* Goal a *
Reproduce the PyTorch update notes below word for word from "PyTorch is a" to "bug fix releases.".
+++ Page +++
PyTorch is a widely used, open source deep learning platform used for easily writing neural network layers in Python enabling a seamless workflow from research to production.

Here are the latest updates / bug fix releases.

Serious

  • Higher order gradients for CPU Convolutions have been fixed (regressed in 1.0.0 under MKL-DNN setting) #15686
  • Correct gradients for non-contiguous weights in CPU Convolutions #16301
  • Fix ReLU on CPU Integer Tensors by fixing vec256 inversions #15634
  • Fix bincount for non-contiguous Tensors #15109
  • Fix torch.norm on CPU for large Tensors #15602
  • Fix eq_ to do equality on GPU (was doing greater-equal due to a typo) (#15475)
  • Workaround a CuDNN bug that gave wrong results in certain strided convolution gradient setups
    • blacklist fft algorithms for strided dgrad (#16626)

Correctness

  • Fix cuda native loss_ctc for varying input length (#15798)
    • this avoids NaNs in variable length settings
  • C++ Frontend: Fix serialization (#15033)
    • Fixes a bug where (de-)/serializing a hierarchy of submodules where one submodule doesn’t have any parameters, but its submodules do
  • Fix derivative for mvlgamma (#15049)
  • Fix numerical stability in log_prob for Gumbel distribution (#15878)
  • multinomial: fix detection and drawing of zero probability events (#16075)
+++ Exercise inputs +++
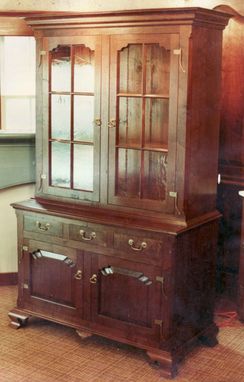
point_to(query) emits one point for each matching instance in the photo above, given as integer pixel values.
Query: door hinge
(160, 279)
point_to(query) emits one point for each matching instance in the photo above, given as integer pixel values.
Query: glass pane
(130, 120)
(156, 122)
(157, 69)
(60, 164)
(84, 74)
(154, 181)
(83, 167)
(130, 64)
(128, 173)
(60, 69)
(60, 119)
(83, 118)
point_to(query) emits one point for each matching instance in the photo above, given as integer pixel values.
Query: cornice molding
(231, 11)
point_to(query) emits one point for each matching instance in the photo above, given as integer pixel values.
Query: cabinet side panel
(195, 279)
(203, 121)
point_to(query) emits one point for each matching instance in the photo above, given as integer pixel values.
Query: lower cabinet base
(166, 359)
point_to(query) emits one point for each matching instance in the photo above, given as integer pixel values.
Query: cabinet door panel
(71, 118)
(143, 101)
(126, 297)
(52, 280)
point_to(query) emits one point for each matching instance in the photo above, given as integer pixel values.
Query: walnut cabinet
(120, 239)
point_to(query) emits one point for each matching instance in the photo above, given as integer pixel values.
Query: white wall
(8, 237)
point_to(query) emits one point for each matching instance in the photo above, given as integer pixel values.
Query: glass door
(73, 136)
(142, 121)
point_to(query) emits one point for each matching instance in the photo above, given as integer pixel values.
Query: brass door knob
(93, 279)
(78, 275)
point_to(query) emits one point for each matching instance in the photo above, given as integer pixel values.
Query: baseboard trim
(8, 278)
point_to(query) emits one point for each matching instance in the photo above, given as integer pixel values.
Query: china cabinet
(120, 238)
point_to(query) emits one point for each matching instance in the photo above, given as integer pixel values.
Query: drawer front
(44, 225)
(89, 234)
(138, 247)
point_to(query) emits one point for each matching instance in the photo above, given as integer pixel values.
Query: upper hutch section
(128, 111)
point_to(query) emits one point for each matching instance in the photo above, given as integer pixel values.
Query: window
(17, 84)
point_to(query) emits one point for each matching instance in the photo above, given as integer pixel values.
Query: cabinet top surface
(187, 15)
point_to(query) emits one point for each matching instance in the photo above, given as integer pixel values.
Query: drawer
(89, 234)
(138, 247)
(43, 224)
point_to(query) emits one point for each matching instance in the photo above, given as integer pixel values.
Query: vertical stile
(72, 119)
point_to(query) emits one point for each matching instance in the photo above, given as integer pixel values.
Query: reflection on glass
(84, 75)
(128, 173)
(83, 167)
(130, 64)
(60, 164)
(60, 69)
(155, 170)
(83, 118)
(130, 120)
(156, 122)
(157, 69)
(60, 118)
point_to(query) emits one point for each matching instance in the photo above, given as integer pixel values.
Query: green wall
(17, 159)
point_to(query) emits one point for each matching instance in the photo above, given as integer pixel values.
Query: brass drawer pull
(87, 238)
(93, 279)
(42, 227)
(78, 275)
(142, 246)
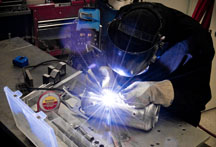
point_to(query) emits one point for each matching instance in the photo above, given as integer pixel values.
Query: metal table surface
(168, 132)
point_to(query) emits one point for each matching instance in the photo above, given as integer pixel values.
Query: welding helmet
(133, 39)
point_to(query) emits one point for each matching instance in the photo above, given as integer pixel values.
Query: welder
(162, 56)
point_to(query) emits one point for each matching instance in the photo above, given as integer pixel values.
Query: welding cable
(207, 131)
(208, 110)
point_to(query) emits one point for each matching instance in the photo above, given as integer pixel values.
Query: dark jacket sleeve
(191, 79)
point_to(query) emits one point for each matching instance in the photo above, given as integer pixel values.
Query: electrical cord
(208, 110)
(207, 131)
(203, 128)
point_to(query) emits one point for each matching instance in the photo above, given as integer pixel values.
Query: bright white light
(109, 98)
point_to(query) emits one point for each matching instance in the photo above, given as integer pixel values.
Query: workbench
(169, 131)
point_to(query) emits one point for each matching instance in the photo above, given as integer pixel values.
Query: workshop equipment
(14, 12)
(57, 128)
(48, 101)
(20, 61)
(53, 23)
(112, 109)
+++
* Goal b *
Report every line of the records that contains the word "white".

* Task result a *
PyTorch is a widely used, open source deep learning platform used for easily writing neural network layers in Python enabling a seamless workflow from research to production.

Here are the latest updates / bug fix releases.

* Task result b *
Query: white wall
Query: bright white light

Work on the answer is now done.